[Provided records — start]

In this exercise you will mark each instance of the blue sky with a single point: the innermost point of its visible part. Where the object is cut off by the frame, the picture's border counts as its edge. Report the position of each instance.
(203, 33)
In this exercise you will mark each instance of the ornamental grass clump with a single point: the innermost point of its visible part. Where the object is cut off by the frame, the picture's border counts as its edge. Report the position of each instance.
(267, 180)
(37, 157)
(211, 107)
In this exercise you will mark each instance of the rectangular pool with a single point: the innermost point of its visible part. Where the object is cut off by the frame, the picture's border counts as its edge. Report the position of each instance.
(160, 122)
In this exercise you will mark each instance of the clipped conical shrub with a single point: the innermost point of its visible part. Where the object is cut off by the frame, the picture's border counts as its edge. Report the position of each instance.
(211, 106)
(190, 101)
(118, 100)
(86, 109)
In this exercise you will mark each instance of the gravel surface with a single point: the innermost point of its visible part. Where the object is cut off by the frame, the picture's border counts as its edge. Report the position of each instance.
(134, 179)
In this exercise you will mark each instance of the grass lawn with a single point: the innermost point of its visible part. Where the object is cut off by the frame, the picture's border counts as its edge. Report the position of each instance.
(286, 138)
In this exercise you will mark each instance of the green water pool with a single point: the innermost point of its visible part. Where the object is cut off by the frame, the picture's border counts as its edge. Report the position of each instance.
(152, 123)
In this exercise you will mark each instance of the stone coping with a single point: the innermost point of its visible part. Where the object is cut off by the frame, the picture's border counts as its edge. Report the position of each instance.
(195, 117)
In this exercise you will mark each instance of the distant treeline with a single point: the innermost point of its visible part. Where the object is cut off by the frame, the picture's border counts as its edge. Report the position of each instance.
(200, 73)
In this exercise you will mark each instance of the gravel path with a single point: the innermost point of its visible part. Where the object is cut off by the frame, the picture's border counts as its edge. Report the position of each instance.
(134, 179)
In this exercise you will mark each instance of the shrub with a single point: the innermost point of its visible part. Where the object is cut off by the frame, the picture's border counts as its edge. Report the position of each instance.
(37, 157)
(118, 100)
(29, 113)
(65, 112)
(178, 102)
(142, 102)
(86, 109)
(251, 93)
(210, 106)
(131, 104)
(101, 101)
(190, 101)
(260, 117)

[Provided records — finish]

## What you have to do
Copy out all of the data. Keep every word unchanged.

## Output for this task
In this exercise you will mark each instance of the blue sky with a single point: the innermost point of its visible part. Where the object is cut off by the frame, the picture's border counts as its edge. Report the position of each instance.
(203, 33)
In this exercise you will mark each instance of the ornamental grass clump with a single point: the innermost point of its visible part. Where the object is cut off by the frame, the picture's border counts as its edge. Report the position of each instance.
(267, 180)
(37, 157)
(211, 107)
In this exercise you will mark each instance of the rectangular pool with a single point: the innermost point of its visible part. Where the object is cut off by the frame, the picture's border counts as its edge. Report the position of each instance.
(160, 122)
In this exercise you will mark each instance of the clipped conical shrub with a single point: the innermost point of its visible part. Where the object is cut off by the frame, the picture's border counts as its edge. Report the position of each instance.
(211, 106)
(190, 101)
(118, 100)
(86, 109)
In this exercise you will mark each instance of the gravel surface with a single point: the innermost point of its visible part. Where the object is cut off by the frame, the picture's border counts as its edge. Report the position of each instance.
(134, 179)
In this exercise you will mark each instance of the grass lawn with a single point: the innermost point of its visible part. Where the object is cut off by the frame, the picture's border counts as its edge. Report the position of each instance.
(286, 138)
In this exercise you will mark each instance of the green water pool with a single point: the innermost point of its visible part. Where the object is cut off by the frame, the picture's border counts as its edge. Report the position of each instance.
(152, 123)
In this exercise you will mark each instance of the stone coping with a single point: the innermost point of its visible part. Where the object is cut off by the frame, the picture's border counts as its edge. Report the position of each instance.
(195, 117)
In this exercise you will mark each instance of the distant treeline with a single point: the innermost point of its visible part. Where the object is cut off by the frame, the picture's border counts as its edge. Report the position of each instance.
(200, 73)
In this exercise you will mark each instance of the gravel path with a single point: the innermost point of its visible part. Where the object is cut off by the frame, the picture's border counts as its edge. Report the position of each instance.
(134, 179)
In this exercise you will mark each instance of the shrub with a single point: the innermost point of its visible part. Where the object is cut off by the frame, the picture's border counts as its edge. Report the position of each instance.
(37, 157)
(118, 100)
(29, 113)
(65, 112)
(178, 102)
(142, 102)
(86, 109)
(251, 93)
(210, 106)
(131, 104)
(101, 101)
(190, 101)
(260, 117)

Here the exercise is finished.